Begin Document segment

Adjusted predictions different between log(Y) ~NO and Y~LOGNO

pntoiv commented 1 month ago

Hey!

I am running a lognormal model and plotting its adjusted predictions using ggeffects. When I ran my lognormal model with lognormal distribution (GAMLSS-package) I got negative values, which is not plausible for my response variable. I then tried the same by manually logtransforming my response variable Y and then running the model with normal distribution. The models provided by gamlss-package are exactly the same as expected. But the figures provided by ggeffects now differ drastically in their scale. The figures now don't go to negatives but start at 1.

I just need a confirmation that this is due to ggeffects not recoqnising that the model has performed log-transformation. If so, then this is understandable

strengejacke commented 1 month ago

Do you have a reproducible example?

pntoiv commented 1 month ago

Do you have a reproducible example?

No, but I think you can try this with any data when running lognormal model in two ways using gamlss. First run it with log-transformed response variable and normal distribution and then without transformation but lognormal distribution.

I believe this is due to ggeffects not recoqnising that the response variable has been logtransformed by the model. When I did the transformation myself, ggeffects told me it is doing backtransformation, while it did not tell me so when I let the model do the logtransformation via lognormal distribution. And the model stores the predicted values in logarithmic scale.

strengejacke commented 1 month ago

Usually the correct back transformation is done via the link inverse function. That's why a reproducible example would be helpful to see your model specification, because I don't work with that package.

End Document segment
Begin Material

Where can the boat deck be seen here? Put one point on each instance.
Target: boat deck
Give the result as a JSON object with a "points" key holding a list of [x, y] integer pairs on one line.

End Material

→ **Problems to solve**:
**a)** Copy the passage of the ggeffects thread from "I believe this" up to and including "in logarithmic scale.".
**b)** Translate this sentence from the ggeffects thread into Spanish: "Usually the correct back transformation is done via the link inverse function."
The material after the thread is separate from it.

→ **Responses to the tasks**:
**a)**
I believe this is due to ggeffects not recoqnising that the response variable has been logtransformed by the model. When I did the transformation myself, ggeffects told me it is doing backtransformation, while it did not tell me so when I let the model do the logtransformation via lognormal distribution. And the model stores the predicted values in logarithmic scale.

**b)** Normalmente, la retrotransformación correcta se realiza mediante la función inversa del enlace.